SOURCE DOCUMENT:

━━━━━━

Suntra Investment Bank Limited v George Mbugua Kiarie, Custody & Registrar Services Limited, Central Depository Settlement & Corporation Limited [2021] KEHC 2478 (KLR) | Dismissal For Want Of Prosecution | Esheria

Suntra Investment Bank Limited v George Mbugua Kiarie, Custody & Registrar Services Limited, Central Depository Settlement & Corporation Limited [2021] KEHC 2478 (KLR)

Full Case Text

REPUBLIC OF KENYA

IN THE HIGH COURT OF KENYA AT NAIROBI

CIVIL APPEAL NO. 427 OF 2018

SUNTRA INVESTMENT BANK LIMITED.............................APPELLANT

VERSUS

GEORGE MBUGUA KIARIE............................................1ST RESPONDENT

CUSTODY & REGISTRAR SERVICES LIMITED.......2ND RESPONDENT

CENTRAL DEPOSITORY SETTLEMENT....................3RD RESPONDENT

CORPORATION LIMITED.............................................4TH RESPONDENT

RULING

This ruling relates to the 1st respondent’s application brought under Section 3A, 1B & 3A of the Civil Procedure Act, Order 17 Rule 2(1), Order 42 Rule 13 (l), 35 (l) & (2) of the Civil Procedure Rules and all the enabling provisions of the law vide a chamber summons dated 10th March, 2021 seeking the following orders;

(a) THAT the Appeal be dismissed for want of prosecution by the Appellant.

(b) THAT Barclays Bank of Kenya Ltd be ordered to release the Decretal Sum of Kenya Shillings One Million, Nine Hundred and Fourty Six Thousand, Fourty Hundred and Six and Twenty cents (Kshs 1,946,406. 20) in compliance with their Bank Guarantee given on 17th July 2019 in favour of the 1st Respondent.

(c) THAT the costs of this Application and the appeal be provided for.

The application is predicated on the grounds set out on the application and is further supported by the affidavit of JAMES H. GITAU MWARA,advocate for the 1st respondent. That being aggrieved by the lower court’s decision delivered on 31 st May 2018 in CMCC NO. 2227 OF 2009, GEORGE MBUGUA KIARIE —VS- SUNTRA INVESTMENT BANK LIMITED & OTHERS,for Kshs. 859, 880/= with interest at court rates from the time of filing suit, together with the costs of the suit, the appellant sought to appeal the said decision. According to the 1st respondent, the appellant despite filing its Memorandum of Appeal on 12th September, 2018 and the Record of Appeal on 14th September, 2018 and subsequently serving the respondents on 8th October, 2018, the appellant has failed to take any steps to have the appeal set down for hearing. That due to the 2½ years delay in prosecuting the appeal, the 1st respondent has suffered great inconvinience as he has been denied access to his new dividends and bonuses. Further that, this court has the discretion to dismiss the present appeal as it is an abuse of the court process.

━━━━━━

Stored data
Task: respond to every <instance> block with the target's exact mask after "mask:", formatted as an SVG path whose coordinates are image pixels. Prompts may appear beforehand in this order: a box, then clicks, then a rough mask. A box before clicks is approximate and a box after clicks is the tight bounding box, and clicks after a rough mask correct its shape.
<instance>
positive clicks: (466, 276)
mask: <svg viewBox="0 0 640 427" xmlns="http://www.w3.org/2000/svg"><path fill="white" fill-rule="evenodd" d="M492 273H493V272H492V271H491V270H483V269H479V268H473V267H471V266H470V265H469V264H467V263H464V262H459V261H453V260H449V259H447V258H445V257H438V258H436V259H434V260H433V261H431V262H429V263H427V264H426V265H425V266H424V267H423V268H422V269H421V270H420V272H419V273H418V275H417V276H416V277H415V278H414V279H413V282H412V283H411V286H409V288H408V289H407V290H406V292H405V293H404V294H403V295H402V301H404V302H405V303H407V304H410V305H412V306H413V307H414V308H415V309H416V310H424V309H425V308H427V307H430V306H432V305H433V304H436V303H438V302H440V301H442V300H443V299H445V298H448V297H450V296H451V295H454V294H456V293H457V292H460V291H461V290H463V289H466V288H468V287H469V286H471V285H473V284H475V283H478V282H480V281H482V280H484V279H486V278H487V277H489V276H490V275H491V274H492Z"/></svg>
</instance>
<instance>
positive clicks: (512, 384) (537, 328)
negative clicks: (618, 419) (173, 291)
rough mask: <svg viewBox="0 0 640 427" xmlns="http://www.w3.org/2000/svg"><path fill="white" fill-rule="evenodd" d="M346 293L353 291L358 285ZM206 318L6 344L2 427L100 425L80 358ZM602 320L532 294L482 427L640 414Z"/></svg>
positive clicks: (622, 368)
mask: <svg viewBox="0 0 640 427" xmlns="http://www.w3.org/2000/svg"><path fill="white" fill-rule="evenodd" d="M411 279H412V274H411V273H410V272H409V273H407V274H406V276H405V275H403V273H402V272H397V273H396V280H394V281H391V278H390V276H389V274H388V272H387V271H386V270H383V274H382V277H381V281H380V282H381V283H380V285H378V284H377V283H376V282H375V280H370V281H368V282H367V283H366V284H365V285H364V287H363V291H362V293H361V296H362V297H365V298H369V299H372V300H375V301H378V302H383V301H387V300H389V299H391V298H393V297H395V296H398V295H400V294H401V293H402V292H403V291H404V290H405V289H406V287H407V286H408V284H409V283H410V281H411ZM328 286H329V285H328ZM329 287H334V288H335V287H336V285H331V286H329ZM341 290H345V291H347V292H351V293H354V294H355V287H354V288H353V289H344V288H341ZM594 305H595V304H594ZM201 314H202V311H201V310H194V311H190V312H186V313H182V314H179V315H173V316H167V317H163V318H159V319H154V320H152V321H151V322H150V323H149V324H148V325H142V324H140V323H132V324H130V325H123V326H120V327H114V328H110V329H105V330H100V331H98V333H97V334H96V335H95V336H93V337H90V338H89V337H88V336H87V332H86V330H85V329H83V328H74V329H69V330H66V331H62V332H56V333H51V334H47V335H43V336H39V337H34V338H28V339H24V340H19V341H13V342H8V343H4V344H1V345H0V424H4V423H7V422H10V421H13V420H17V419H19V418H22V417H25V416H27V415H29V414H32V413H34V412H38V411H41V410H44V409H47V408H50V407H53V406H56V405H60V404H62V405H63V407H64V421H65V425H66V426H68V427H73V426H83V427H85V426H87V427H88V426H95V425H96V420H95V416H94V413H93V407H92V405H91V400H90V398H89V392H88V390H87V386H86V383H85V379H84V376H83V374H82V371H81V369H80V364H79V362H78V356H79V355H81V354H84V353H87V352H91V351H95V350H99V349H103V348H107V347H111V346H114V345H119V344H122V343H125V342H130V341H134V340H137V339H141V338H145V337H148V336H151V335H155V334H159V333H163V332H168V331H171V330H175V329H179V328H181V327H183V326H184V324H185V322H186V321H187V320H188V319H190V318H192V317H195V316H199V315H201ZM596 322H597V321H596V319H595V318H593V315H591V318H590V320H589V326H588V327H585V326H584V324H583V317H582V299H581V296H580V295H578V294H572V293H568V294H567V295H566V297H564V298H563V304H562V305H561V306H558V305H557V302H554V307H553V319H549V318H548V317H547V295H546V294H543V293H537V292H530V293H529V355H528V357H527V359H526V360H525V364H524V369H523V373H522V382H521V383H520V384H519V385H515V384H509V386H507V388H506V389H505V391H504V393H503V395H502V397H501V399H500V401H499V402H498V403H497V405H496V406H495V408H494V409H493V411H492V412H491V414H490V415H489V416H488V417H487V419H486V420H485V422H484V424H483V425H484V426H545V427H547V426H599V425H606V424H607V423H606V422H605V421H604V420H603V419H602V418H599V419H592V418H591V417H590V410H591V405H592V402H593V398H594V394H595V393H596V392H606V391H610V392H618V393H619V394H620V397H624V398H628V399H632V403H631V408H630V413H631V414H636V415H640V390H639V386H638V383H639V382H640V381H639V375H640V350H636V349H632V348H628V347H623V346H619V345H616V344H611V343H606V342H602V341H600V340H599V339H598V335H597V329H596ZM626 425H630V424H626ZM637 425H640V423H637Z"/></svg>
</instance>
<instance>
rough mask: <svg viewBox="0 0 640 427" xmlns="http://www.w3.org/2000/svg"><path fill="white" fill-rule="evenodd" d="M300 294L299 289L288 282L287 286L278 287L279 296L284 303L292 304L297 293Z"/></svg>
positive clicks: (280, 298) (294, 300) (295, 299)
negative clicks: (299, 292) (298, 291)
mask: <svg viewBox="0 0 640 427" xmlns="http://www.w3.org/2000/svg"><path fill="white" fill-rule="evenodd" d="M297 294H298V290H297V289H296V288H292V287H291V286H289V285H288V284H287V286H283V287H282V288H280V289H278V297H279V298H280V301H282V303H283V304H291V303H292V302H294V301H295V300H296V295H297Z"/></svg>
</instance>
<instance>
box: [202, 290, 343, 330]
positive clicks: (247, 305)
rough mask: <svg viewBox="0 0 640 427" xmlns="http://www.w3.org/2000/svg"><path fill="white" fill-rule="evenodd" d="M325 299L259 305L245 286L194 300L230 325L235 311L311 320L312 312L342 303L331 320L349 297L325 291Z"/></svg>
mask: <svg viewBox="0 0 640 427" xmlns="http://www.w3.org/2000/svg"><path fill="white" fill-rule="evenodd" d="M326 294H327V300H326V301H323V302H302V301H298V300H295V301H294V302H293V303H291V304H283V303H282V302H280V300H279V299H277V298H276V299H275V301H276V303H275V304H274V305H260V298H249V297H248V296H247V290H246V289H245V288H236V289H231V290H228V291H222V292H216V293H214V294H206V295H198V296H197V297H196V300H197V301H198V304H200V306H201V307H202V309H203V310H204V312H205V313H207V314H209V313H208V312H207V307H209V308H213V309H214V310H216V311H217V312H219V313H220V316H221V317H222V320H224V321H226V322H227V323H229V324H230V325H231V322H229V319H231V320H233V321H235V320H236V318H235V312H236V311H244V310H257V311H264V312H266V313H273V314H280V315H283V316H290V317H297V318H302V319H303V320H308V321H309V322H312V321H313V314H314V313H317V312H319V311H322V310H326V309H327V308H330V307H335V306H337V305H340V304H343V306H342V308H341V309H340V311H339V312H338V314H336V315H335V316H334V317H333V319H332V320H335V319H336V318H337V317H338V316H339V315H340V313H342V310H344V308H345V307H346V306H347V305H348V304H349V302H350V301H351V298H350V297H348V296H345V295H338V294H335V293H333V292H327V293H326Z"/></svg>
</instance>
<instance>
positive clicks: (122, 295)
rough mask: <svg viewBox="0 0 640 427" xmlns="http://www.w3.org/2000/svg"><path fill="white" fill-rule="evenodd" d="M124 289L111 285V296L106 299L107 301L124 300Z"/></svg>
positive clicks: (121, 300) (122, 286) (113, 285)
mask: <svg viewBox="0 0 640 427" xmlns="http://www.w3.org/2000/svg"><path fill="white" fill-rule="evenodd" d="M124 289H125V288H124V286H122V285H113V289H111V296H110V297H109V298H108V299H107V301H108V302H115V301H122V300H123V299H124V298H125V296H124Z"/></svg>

━━━━━━

ACTIVITIES:
**a)** In the court ruling, rewrite the passage starting with "This ruling relates" and going on through "of the 1st Respondent.", replacing "chamber summons" with "notice of motion".
**b)** Write the next part of the court ruling on the application to dismiss the appeal for want of prosecution, picking up after its final sentence.

ANSWER SECTION:
**a)**
This ruling relates to the 1st respondent’s application brought under Section 3A, 1B & 3A of the Civil Procedure Act, Order 17 Rule 2(1), Order 42 Rule 13 (l), 35 (l) & (2) of the Civil Procedure Rules and all the enabling provisions of the law vide a notice of motion dated 10th March, 2021 seeking the following orders;

(a) THAT the Appeal be dismissed for want of prosecution by the Appellant.

(b) THAT Barclays Bank of Kenya Ltd be ordered to release the Decretal Sum of Kenya Shillings One Million, Nine Hundred and Fourty Six Thousand, Fourty Hundred and Six and Twenty cents (Kshs 1,946,406. 20) in compliance with their Bank Guarantee given on 17th July 2019 in favour of the 1st Respondent.

**b)**
Counsel for the 1st respondent reiterated the grounds of the application in his affidavit sworn on 10th March, 2021. In his submissions, Counsel for the 1st respondent has submitted that in determining the present application, the Court should be guided by Order 42 Rules 35 (l) & (2) of the Civil Procedure Rules. The 1st respondent has refuted the validity of the letters produced by the appellant in opposition to the application for dismissal, which he contends was sneaked into the court file after the filing of the present application. Counsel submits that the four letters ought to have been copied and served physically or electronically on them on behalf of the 1st respondent to show the appellant indeed did not go to deep slumber after obtaining the Stay of Execution of the money Decree.

It is the 1st respondent’s assertion that the lack of signature and proper advocate’s stamp rendered the letters worthless and as such the lack of response from the Deputy Registrar or the Registry is thus justified. Counsel for the 1st respondent contends that the correct procedure for fixing a Hearing date is to serve the other parties' advocates with the Invitation Letter to fix a hearing date afterwhich the stamped invitation letter is then served on the Registry for booking of the day for fixing. That if there are no hearing dates available then the Registry remarks are put on the appellant's letter. To support its case, the 1st Respondent has made reference to the cas eof ABRAHAM MUKHOLA ASITSA V SILVER STYLE INVESTMENT COMPANY LTD [2020]eKLR the Honourable Court observed the holding in PINPOINT SOLUTIONS LIMITED & ANOTHER VS. LUCY WAITHEGENI WANDERI (AS THE LEGAL ADMINISTRATOR OF THE ESTATE OF JAMES NYANGA MUCHANGI) [2020] eKLR where the court acknowledged its inherent power to dismiss appeals that have not been prosecuted thus clogging the judiciary system.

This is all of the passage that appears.